Begin with the line below holding "box: [52, 168, 67, 183]" and go on through the line holding "198H254V213L263 214L260 174L255", duplicating each line exactly and leaving out pictures.
(EXERCISE DATA Opens)
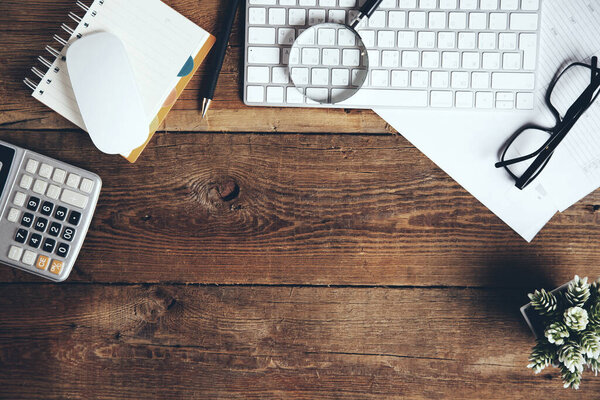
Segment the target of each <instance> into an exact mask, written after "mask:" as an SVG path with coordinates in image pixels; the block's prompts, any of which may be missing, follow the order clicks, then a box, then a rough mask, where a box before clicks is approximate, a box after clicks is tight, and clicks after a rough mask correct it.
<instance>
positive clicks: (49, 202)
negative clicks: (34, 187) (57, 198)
mask: <svg viewBox="0 0 600 400" xmlns="http://www.w3.org/2000/svg"><path fill="white" fill-rule="evenodd" d="M53 209H54V204H53V203H50V202H49V201H44V202H43V203H42V208H41V209H40V212H41V213H42V214H43V215H50V214H52V210H53Z"/></svg>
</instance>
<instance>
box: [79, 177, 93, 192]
mask: <svg viewBox="0 0 600 400" xmlns="http://www.w3.org/2000/svg"><path fill="white" fill-rule="evenodd" d="M79 189H80V190H81V191H82V192H85V193H92V189H94V181H93V180H91V179H88V178H83V179H82V180H81V186H79Z"/></svg>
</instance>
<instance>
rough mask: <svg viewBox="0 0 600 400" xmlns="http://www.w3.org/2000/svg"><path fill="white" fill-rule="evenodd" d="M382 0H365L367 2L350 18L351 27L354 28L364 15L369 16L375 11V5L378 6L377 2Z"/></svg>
mask: <svg viewBox="0 0 600 400" xmlns="http://www.w3.org/2000/svg"><path fill="white" fill-rule="evenodd" d="M382 1H383V0H367V2H366V3H365V4H363V6H362V7H361V8H360V10H358V15H357V16H356V17H354V19H353V20H352V23H351V24H350V26H351V27H352V29H354V28H356V26H357V25H358V24H360V21H361V20H362V19H363V18H364V17H367V18H369V17H370V16H371V14H373V12H375V10H376V9H377V7H379V4H381V2H382Z"/></svg>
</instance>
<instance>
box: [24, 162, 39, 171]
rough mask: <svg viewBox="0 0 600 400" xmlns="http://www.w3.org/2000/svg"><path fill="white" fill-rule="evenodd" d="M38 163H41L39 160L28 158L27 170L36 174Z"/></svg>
mask: <svg viewBox="0 0 600 400" xmlns="http://www.w3.org/2000/svg"><path fill="white" fill-rule="evenodd" d="M38 165H40V163H39V162H37V161H36V160H33V159H31V158H30V159H29V160H27V165H26V166H25V171H27V172H29V173H30V174H35V173H36V172H37V167H38Z"/></svg>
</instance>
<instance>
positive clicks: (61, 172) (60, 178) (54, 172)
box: [52, 168, 67, 183]
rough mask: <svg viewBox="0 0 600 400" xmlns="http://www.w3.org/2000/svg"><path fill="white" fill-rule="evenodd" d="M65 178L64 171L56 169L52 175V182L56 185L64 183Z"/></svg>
mask: <svg viewBox="0 0 600 400" xmlns="http://www.w3.org/2000/svg"><path fill="white" fill-rule="evenodd" d="M66 177H67V171H65V170H64V169H60V168H56V169H55V170H54V175H52V180H53V181H54V182H58V183H65V178H66Z"/></svg>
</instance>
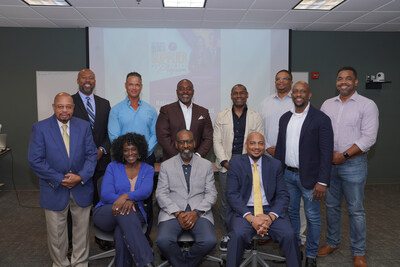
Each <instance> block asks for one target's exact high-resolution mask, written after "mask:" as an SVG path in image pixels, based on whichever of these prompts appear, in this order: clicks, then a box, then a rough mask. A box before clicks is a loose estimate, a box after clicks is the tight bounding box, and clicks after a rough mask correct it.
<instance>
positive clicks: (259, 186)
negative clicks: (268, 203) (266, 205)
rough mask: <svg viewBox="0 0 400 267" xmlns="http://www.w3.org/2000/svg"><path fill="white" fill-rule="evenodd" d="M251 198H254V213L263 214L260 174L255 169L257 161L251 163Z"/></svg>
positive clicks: (256, 169)
mask: <svg viewBox="0 0 400 267" xmlns="http://www.w3.org/2000/svg"><path fill="white" fill-rule="evenodd" d="M253 167H254V170H253V198H254V215H258V214H263V213H264V212H263V207H262V197H261V185H260V175H259V174H258V171H257V163H253Z"/></svg>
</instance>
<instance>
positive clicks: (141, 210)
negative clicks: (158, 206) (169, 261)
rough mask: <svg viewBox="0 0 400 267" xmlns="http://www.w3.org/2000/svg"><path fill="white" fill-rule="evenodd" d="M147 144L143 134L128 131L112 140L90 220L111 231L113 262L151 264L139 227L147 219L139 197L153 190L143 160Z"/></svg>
mask: <svg viewBox="0 0 400 267" xmlns="http://www.w3.org/2000/svg"><path fill="white" fill-rule="evenodd" d="M147 149H148V145H147V142H146V139H145V138H144V136H143V135H139V134H134V133H128V134H125V135H122V136H120V137H118V138H117V139H115V140H114V142H113V144H112V147H111V153H112V156H113V160H114V161H113V162H111V163H110V164H109V165H108V167H107V170H106V173H105V174H104V178H103V182H102V185H101V197H100V202H99V203H98V204H97V206H96V207H95V211H94V215H93V220H94V223H95V224H96V225H97V226H98V227H99V228H100V229H102V230H104V231H114V241H115V251H116V255H115V265H116V266H117V267H119V266H123V267H125V266H132V260H133V261H134V262H135V265H136V266H138V267H140V266H147V265H149V266H151V265H150V264H151V262H153V260H154V256H153V253H152V250H151V248H150V246H149V243H148V242H147V239H146V237H145V235H144V234H143V231H142V225H144V224H146V223H147V219H146V213H145V211H144V207H143V201H144V200H145V199H146V198H148V197H149V196H150V194H151V193H152V190H153V176H154V169H153V167H152V166H150V165H148V164H146V163H144V162H143V161H142V160H145V159H146V157H147Z"/></svg>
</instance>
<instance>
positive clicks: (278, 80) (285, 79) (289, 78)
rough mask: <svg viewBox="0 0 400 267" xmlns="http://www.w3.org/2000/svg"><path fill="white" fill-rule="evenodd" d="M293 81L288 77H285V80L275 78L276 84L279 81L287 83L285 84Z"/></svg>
mask: <svg viewBox="0 0 400 267" xmlns="http://www.w3.org/2000/svg"><path fill="white" fill-rule="evenodd" d="M291 80H292V79H290V78H287V77H285V78H275V81H276V82H278V81H285V82H288V81H291Z"/></svg>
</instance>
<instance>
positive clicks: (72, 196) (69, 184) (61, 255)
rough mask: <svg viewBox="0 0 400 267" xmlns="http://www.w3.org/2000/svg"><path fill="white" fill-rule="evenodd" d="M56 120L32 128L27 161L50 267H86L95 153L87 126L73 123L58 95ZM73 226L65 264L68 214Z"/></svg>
mask: <svg viewBox="0 0 400 267" xmlns="http://www.w3.org/2000/svg"><path fill="white" fill-rule="evenodd" d="M53 110H54V115H53V116H51V117H50V118H48V119H45V120H42V121H39V122H37V123H35V124H34V125H33V126H32V135H31V141H30V144H29V152H28V159H29V163H30V166H31V168H32V170H33V171H34V172H35V173H36V175H37V176H39V178H40V179H39V185H40V205H41V206H42V207H43V208H44V209H45V216H46V225H47V240H48V246H49V251H50V256H51V258H52V260H53V266H88V262H87V259H88V256H89V215H90V209H91V204H92V201H93V182H92V178H91V177H92V176H93V172H94V169H95V167H96V163H97V149H96V146H95V144H94V142H93V137H92V132H91V129H90V125H89V122H87V121H84V120H81V119H78V118H75V117H72V113H73V110H74V103H73V100H72V98H71V96H70V95H69V94H67V93H60V94H57V95H56V97H55V98H54V104H53ZM68 210H71V214H72V221H73V230H72V231H73V240H72V244H73V251H72V257H71V262H70V261H69V260H68V258H67V250H68V237H67V236H68V234H67V214H68Z"/></svg>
(EXERCISE DATA Closes)
ANSWER TO THIS TASK »
box: [52, 168, 67, 183]
rough mask: <svg viewBox="0 0 600 400" xmlns="http://www.w3.org/2000/svg"><path fill="white" fill-rule="evenodd" d="M65 178L64 171L56 169L52 175V182L56 185L64 183Z"/></svg>
mask: <svg viewBox="0 0 600 400" xmlns="http://www.w3.org/2000/svg"><path fill="white" fill-rule="evenodd" d="M66 177H67V171H65V170H64V169H60V168H56V169H55V170H54V175H52V180H53V181H54V182H58V183H65V178H66Z"/></svg>
</instance>
Each <instance> block asks for one target's exact high-resolution mask, written after "mask:" as an SVG path in image pixels, based on whichever of these prompts appear, in this order: clicks, then a box, then a rough mask. A box before clicks is a loose estimate, a box after clicks is the tight bounding box, and clicks after a rough mask correct it.
<instance>
positive clicks: (259, 186)
negative clicks: (268, 203) (266, 205)
rough mask: <svg viewBox="0 0 400 267" xmlns="http://www.w3.org/2000/svg"><path fill="white" fill-rule="evenodd" d="M251 198H254V213L263 214L260 174L255 169L257 161L251 163Z"/></svg>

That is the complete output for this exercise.